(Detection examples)
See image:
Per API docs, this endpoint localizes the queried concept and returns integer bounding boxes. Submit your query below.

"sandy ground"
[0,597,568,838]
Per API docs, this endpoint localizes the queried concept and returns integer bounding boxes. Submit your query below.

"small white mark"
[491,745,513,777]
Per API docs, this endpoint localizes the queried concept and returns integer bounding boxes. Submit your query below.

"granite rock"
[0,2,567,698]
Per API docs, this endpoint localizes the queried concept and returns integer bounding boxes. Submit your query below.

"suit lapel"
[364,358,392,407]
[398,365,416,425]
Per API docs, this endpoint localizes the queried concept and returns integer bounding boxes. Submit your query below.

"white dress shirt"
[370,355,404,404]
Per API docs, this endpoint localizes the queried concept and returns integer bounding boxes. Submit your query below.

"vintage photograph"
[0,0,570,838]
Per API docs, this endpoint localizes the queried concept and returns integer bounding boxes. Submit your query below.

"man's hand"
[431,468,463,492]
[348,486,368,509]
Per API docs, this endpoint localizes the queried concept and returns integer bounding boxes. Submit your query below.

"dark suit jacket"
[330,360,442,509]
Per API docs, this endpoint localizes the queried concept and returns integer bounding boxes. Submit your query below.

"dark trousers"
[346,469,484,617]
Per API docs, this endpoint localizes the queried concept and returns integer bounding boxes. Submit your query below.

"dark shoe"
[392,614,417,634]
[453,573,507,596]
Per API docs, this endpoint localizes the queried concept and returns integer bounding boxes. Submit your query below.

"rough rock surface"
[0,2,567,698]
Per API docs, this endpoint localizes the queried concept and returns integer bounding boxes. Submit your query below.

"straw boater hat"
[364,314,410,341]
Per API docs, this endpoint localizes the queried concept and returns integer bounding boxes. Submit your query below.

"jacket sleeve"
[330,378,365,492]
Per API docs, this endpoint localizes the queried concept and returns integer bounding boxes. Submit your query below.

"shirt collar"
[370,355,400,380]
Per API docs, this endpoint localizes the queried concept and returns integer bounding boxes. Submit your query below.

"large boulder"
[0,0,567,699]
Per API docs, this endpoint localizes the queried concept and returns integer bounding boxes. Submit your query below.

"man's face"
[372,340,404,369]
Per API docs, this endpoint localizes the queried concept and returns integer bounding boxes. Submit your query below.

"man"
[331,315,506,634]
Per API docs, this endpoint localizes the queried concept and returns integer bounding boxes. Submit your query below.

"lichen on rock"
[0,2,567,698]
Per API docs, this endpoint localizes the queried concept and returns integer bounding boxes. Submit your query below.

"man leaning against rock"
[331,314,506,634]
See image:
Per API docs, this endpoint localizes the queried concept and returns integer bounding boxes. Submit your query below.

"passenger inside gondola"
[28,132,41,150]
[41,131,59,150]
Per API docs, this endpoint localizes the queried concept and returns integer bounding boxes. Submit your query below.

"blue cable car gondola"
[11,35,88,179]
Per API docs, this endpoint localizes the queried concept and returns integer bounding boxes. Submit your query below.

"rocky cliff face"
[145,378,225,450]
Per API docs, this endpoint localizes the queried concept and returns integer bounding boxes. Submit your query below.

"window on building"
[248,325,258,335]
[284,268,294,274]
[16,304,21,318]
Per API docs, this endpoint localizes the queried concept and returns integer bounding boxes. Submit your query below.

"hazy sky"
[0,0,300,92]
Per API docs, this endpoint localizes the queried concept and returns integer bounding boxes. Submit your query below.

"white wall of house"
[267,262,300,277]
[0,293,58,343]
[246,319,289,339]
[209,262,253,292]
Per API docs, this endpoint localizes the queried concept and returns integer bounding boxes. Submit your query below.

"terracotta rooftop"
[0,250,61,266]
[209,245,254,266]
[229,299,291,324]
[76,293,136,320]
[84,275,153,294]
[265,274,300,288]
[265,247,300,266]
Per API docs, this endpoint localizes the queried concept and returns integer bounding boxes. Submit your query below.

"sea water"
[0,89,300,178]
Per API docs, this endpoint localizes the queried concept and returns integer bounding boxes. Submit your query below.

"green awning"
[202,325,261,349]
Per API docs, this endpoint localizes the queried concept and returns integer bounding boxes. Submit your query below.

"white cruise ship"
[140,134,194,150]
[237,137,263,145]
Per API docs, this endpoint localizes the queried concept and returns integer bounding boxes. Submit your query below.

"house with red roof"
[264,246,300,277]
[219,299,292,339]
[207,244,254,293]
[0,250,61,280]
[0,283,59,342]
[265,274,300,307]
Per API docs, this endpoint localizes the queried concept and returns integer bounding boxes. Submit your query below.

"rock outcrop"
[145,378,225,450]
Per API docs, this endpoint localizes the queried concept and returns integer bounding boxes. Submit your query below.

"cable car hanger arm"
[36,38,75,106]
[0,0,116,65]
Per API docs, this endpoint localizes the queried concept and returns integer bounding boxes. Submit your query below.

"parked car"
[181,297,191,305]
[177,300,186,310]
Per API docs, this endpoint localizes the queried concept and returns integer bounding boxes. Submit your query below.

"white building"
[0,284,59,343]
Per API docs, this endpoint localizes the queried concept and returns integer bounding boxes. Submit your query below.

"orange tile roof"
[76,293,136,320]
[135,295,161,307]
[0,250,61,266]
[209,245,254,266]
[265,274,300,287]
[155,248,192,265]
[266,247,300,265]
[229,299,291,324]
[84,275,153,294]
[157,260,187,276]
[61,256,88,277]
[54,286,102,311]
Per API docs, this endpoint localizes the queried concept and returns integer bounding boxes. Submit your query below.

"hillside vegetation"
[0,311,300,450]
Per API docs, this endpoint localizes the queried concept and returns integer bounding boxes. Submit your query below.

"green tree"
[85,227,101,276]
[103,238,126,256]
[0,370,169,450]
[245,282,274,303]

Work to do » Copy the data above word for word, from its first line through the line containing "[0,597,568,838]", with both ends included.

Response »
See image:
Per API docs, this endpoint localizes the queried concept and returns integer bounding boxes. Submit your query below.

"sandy ground"
[0,597,568,838]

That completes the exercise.